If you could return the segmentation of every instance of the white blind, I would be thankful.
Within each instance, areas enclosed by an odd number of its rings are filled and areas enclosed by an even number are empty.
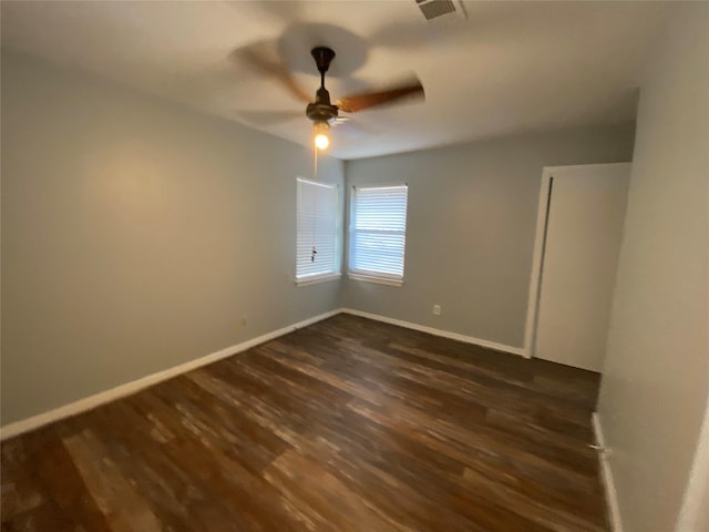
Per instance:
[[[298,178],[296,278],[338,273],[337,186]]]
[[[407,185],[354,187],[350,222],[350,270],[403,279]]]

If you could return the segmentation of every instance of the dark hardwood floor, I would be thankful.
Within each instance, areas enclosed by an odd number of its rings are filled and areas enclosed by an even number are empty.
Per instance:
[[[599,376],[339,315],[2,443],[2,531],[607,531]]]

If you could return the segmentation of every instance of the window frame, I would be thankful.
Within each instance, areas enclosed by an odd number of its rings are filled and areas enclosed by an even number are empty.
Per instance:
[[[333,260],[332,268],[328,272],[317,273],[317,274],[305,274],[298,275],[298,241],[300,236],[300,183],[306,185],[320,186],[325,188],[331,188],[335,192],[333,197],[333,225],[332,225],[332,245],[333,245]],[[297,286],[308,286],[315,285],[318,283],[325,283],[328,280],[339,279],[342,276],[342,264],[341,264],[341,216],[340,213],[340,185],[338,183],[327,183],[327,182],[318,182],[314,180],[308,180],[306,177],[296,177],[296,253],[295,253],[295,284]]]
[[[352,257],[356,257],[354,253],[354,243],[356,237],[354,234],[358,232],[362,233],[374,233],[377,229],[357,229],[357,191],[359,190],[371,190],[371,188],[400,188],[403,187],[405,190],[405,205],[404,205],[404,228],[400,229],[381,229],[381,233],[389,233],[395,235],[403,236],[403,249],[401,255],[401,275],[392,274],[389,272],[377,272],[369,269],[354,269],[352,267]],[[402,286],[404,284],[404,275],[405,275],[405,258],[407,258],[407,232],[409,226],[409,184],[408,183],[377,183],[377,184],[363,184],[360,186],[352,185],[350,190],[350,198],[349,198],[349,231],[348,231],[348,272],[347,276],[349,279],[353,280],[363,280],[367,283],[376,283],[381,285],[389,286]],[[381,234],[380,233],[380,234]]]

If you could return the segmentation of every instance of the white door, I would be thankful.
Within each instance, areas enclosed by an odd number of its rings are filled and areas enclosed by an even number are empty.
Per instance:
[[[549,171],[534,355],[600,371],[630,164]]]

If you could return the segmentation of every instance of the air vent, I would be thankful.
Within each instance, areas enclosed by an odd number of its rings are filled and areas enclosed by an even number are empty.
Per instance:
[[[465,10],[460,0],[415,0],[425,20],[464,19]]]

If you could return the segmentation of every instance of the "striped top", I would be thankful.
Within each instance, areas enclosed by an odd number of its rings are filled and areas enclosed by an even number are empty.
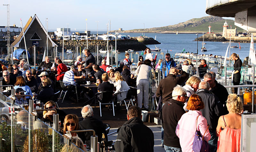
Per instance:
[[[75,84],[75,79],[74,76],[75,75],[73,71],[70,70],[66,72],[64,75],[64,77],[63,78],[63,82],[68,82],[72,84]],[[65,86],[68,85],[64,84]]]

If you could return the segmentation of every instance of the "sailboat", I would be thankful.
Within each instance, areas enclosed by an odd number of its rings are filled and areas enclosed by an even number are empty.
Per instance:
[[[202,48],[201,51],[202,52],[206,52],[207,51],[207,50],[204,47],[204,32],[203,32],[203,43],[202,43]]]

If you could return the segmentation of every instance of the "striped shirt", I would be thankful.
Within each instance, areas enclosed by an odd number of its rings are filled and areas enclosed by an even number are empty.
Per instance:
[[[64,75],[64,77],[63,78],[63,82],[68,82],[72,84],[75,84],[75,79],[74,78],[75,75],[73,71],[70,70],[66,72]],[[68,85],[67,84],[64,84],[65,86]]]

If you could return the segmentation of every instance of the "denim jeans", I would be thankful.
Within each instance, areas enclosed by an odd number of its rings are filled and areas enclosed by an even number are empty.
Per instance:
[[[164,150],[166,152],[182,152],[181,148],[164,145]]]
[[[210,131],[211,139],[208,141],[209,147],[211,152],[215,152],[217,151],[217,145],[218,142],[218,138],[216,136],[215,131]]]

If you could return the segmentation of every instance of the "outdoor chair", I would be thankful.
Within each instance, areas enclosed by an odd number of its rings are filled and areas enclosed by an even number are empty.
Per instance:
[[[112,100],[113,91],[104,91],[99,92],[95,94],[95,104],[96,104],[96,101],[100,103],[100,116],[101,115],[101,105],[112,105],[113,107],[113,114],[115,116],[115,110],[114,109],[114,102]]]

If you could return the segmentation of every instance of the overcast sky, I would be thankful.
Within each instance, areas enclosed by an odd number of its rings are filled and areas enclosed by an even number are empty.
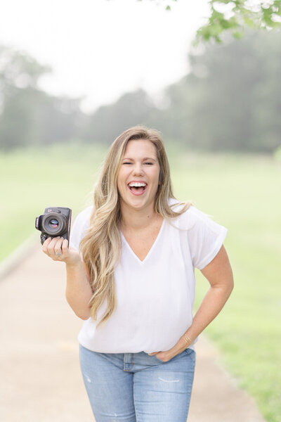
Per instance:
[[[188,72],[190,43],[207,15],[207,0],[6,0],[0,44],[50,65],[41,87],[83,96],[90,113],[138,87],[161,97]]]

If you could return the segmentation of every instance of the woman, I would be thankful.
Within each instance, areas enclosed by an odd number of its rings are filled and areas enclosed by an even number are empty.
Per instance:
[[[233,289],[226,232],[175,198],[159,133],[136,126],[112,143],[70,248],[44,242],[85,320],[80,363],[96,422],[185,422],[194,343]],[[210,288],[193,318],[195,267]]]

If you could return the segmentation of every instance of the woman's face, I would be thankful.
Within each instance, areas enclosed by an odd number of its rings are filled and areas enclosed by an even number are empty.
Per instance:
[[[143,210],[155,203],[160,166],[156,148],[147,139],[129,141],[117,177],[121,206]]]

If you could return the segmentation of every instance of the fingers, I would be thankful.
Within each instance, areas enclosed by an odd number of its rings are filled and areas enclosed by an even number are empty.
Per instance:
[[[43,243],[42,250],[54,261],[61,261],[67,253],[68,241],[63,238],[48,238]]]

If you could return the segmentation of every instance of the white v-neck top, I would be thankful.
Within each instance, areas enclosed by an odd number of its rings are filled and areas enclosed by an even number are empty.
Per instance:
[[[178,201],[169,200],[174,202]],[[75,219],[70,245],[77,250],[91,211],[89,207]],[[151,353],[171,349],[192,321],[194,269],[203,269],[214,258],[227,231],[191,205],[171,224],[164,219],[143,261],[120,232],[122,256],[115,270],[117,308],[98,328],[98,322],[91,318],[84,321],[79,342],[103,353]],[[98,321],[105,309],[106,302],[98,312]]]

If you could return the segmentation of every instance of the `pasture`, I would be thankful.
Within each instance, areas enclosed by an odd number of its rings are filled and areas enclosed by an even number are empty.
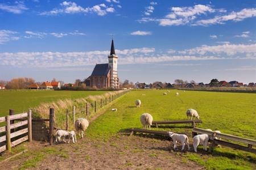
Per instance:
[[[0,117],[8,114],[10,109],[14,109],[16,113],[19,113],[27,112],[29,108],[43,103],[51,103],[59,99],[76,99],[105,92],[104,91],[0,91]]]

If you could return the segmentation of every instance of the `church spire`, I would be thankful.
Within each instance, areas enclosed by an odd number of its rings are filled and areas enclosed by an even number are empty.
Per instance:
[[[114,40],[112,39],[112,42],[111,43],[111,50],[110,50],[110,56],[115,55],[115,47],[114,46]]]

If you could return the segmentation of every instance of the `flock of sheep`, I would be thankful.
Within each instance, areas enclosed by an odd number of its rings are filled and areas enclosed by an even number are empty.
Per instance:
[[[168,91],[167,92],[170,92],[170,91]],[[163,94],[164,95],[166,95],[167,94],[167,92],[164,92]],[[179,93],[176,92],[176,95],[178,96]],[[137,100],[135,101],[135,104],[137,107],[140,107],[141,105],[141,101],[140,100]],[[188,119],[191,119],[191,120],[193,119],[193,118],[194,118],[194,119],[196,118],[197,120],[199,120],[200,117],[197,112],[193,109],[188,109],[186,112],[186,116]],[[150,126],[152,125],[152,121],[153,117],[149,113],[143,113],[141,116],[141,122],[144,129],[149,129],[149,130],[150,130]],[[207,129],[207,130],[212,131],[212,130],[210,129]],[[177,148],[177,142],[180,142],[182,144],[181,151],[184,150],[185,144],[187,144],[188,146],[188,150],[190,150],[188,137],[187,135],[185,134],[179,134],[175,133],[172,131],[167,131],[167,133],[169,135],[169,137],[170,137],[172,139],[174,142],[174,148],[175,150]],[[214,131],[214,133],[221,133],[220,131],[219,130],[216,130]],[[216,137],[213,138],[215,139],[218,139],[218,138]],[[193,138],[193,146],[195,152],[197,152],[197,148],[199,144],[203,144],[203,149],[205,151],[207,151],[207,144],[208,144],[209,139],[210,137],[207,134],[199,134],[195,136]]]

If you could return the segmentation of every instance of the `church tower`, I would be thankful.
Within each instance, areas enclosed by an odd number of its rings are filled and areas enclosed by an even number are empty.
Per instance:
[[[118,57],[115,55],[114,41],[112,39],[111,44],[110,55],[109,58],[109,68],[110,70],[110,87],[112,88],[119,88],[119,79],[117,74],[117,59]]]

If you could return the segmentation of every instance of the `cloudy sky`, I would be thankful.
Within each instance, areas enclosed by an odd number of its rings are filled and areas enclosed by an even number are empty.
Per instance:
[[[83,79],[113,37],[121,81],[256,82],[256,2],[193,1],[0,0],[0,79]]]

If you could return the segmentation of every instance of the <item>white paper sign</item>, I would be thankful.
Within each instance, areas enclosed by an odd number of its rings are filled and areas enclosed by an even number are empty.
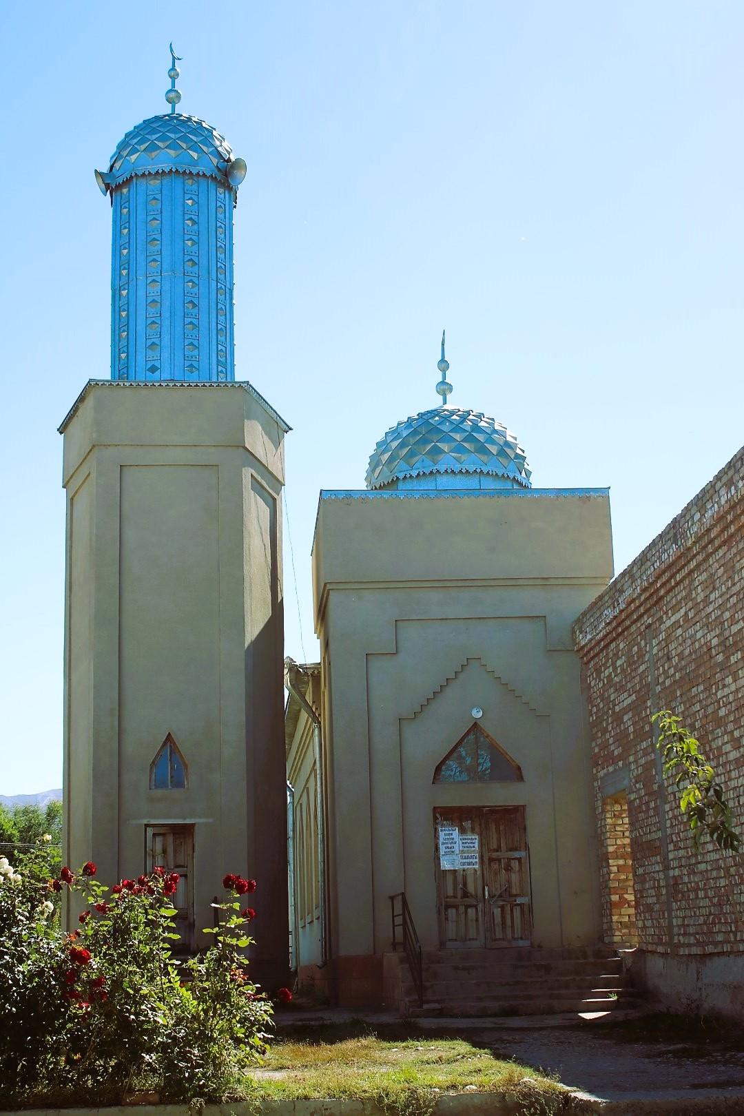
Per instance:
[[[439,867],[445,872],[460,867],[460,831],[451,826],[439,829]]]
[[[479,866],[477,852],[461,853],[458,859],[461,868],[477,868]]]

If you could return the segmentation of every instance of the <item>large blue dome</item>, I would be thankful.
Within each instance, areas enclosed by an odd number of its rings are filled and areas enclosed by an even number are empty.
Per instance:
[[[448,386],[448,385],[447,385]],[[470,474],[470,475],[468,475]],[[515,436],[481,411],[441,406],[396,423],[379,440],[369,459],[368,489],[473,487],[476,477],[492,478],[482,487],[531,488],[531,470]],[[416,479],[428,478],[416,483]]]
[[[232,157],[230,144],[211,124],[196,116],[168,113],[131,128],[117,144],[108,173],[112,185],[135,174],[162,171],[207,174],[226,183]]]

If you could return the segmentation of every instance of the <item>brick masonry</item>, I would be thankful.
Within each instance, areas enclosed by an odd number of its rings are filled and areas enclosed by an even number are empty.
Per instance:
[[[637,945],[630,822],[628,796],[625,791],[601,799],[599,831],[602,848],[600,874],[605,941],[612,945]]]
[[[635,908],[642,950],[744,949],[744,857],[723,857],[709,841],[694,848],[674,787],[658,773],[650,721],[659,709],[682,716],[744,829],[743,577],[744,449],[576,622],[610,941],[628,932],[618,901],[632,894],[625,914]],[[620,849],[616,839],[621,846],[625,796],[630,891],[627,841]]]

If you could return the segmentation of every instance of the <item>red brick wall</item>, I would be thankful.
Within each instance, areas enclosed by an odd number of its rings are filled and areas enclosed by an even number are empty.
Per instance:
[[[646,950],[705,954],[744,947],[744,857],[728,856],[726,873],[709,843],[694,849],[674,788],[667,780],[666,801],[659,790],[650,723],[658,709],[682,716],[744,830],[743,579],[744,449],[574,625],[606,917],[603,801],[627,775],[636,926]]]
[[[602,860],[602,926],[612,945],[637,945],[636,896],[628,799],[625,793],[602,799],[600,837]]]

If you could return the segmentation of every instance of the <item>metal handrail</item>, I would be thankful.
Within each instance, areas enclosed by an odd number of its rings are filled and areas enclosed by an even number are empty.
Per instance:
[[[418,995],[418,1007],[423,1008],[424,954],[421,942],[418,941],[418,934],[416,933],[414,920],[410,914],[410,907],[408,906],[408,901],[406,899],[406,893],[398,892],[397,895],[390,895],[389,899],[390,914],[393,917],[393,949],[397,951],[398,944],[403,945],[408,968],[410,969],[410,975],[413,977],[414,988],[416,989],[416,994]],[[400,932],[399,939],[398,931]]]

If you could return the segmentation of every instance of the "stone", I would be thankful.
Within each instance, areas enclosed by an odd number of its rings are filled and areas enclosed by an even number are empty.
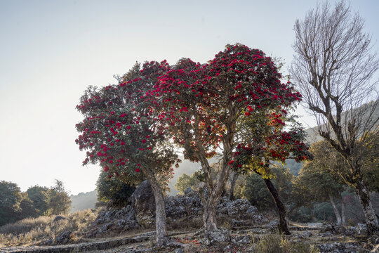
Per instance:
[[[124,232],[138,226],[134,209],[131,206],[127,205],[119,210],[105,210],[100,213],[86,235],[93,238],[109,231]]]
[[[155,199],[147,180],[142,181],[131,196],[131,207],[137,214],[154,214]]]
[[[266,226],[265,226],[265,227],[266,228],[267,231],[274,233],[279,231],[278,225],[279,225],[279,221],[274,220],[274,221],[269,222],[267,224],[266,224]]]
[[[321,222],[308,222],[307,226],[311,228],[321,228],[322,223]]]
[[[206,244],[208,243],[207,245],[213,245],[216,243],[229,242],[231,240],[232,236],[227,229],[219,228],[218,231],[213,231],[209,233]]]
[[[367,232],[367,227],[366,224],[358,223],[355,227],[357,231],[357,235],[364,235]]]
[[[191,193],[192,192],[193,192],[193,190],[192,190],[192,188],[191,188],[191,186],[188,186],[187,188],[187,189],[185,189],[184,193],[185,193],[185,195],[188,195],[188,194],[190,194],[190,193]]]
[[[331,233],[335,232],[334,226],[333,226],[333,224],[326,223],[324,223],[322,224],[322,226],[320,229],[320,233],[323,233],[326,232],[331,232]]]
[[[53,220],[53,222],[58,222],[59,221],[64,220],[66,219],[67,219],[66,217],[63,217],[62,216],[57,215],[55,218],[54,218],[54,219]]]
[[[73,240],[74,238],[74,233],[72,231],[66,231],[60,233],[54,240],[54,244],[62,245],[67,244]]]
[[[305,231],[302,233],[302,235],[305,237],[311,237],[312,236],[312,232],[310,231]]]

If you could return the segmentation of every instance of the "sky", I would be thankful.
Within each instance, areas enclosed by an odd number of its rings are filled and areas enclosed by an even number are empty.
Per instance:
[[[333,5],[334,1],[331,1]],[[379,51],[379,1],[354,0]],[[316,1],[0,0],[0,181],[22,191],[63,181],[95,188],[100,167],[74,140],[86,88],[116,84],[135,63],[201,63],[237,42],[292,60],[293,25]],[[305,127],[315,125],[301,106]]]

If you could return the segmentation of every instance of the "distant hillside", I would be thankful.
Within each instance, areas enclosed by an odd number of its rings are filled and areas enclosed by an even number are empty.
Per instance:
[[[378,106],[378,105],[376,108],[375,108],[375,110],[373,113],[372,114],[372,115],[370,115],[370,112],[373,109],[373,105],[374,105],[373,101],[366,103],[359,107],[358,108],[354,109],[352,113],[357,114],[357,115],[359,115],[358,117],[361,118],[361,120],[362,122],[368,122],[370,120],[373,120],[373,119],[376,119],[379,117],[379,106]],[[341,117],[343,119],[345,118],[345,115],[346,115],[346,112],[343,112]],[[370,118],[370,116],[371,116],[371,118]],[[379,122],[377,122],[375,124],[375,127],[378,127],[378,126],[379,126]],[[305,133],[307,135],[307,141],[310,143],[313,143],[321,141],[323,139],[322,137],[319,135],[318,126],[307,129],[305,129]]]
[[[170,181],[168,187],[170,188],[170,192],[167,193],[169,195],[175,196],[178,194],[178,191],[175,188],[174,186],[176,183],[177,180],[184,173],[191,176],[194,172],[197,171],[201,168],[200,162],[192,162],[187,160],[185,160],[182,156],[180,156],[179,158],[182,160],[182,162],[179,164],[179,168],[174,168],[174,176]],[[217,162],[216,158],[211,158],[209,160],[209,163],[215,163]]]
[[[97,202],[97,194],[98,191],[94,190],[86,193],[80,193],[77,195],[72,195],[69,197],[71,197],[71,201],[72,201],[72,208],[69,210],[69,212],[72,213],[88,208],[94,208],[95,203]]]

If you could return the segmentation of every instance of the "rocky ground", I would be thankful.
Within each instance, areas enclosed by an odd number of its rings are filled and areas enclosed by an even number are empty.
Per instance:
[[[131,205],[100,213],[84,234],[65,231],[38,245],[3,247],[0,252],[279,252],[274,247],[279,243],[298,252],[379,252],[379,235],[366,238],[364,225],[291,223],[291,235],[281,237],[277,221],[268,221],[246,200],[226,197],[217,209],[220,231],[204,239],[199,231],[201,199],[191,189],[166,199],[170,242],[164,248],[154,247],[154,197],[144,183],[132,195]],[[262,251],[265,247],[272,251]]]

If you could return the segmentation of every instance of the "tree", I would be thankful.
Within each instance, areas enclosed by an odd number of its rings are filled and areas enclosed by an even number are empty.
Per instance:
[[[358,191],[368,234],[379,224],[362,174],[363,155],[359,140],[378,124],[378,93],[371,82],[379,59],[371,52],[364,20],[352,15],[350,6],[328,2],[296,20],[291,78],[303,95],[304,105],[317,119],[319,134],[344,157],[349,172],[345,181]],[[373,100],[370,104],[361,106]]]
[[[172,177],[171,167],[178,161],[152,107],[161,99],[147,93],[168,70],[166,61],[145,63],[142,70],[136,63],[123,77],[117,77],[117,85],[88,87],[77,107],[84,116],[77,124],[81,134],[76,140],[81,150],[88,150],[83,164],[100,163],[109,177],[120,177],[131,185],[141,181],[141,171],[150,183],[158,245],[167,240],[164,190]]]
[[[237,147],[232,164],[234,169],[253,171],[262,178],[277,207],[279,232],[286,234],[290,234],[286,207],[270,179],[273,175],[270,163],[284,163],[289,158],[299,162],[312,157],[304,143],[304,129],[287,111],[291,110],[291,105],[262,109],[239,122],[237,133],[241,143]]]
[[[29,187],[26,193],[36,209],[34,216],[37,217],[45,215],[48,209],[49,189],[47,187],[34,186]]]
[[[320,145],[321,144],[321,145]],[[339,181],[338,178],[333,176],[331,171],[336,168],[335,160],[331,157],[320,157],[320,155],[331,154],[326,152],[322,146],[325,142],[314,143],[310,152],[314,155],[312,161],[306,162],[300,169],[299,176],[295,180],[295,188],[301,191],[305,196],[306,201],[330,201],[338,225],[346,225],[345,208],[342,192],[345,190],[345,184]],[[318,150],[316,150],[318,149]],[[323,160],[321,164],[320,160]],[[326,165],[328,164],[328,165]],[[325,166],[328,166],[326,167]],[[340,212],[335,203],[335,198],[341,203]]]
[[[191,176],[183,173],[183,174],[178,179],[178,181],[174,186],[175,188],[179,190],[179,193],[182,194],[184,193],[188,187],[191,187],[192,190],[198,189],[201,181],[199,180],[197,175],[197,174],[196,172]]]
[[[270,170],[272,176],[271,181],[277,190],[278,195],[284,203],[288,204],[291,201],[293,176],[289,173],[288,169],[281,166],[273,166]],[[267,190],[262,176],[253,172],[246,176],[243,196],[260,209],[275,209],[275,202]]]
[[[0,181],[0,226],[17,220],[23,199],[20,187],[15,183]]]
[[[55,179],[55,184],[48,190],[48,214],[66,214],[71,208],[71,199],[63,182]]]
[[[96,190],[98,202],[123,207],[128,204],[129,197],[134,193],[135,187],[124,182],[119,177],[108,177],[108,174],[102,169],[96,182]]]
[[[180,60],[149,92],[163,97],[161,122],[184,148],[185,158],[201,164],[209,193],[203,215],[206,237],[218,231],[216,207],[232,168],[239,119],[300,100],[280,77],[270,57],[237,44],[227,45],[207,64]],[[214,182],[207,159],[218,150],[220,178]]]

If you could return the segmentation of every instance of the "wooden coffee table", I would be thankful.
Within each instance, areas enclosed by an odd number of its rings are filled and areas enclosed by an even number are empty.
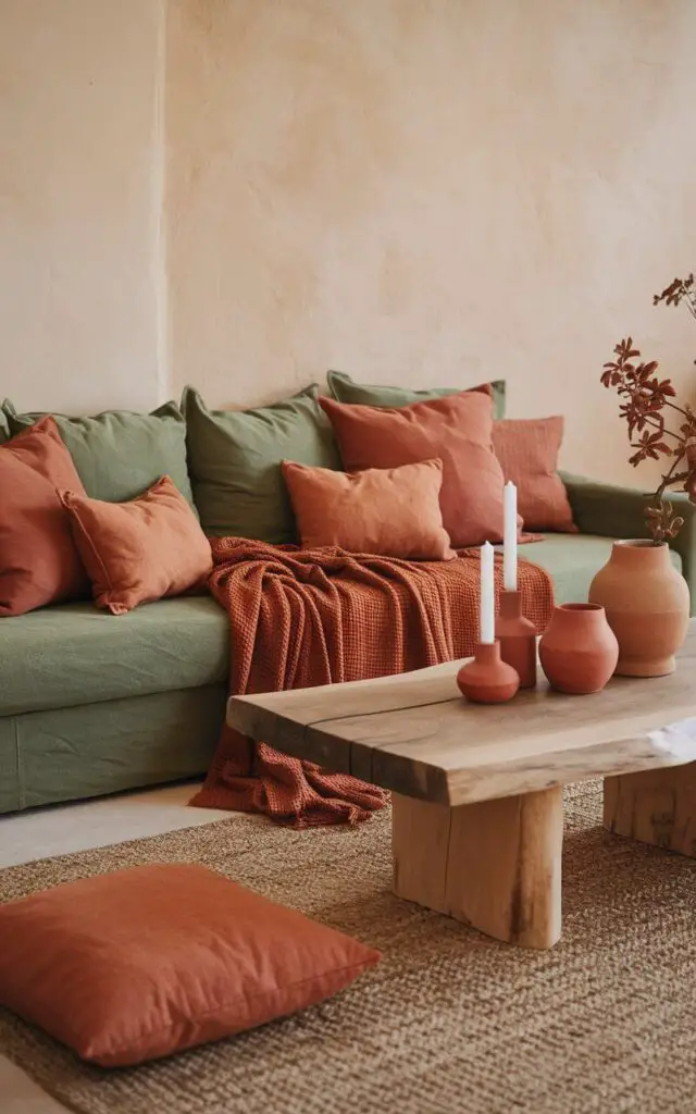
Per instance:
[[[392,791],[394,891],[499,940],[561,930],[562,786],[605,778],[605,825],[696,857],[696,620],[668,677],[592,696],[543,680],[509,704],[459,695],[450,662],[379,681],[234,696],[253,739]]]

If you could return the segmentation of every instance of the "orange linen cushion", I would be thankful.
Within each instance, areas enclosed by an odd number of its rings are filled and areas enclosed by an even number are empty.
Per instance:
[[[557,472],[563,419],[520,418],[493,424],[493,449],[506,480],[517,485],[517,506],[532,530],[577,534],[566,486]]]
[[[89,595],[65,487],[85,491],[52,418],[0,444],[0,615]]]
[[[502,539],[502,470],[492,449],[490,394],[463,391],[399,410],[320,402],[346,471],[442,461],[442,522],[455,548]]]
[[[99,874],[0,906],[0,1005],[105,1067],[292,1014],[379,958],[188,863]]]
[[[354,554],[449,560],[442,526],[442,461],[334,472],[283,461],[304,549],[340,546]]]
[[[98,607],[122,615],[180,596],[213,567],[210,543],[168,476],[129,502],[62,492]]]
##############################
Reproduce the records word for word from their first line up to and including the line containing "[[[599,376],[339,315],[2,443],[2,531],[607,531]]]". Leave the pictures out of your copy.

If you could return the segmentation of every instance of the white blind, I would be thankful.
Within each instance, areas enclosed by an odd number of its rings are filled and areas enclosed by an even number are empty.
Per instance:
[[[298,178],[296,278],[338,273],[337,186]]]
[[[407,185],[354,187],[350,222],[350,270],[403,279]]]

If you could return the segmentation of every instance of the dark hardwood floor, I would be thankful.
Within each instance, areas enclosed by an odd number of its rings are filled and areas enclosed by an even number are empty.
Per instance:
[[[599,376],[339,315],[2,443],[2,531],[607,531]]]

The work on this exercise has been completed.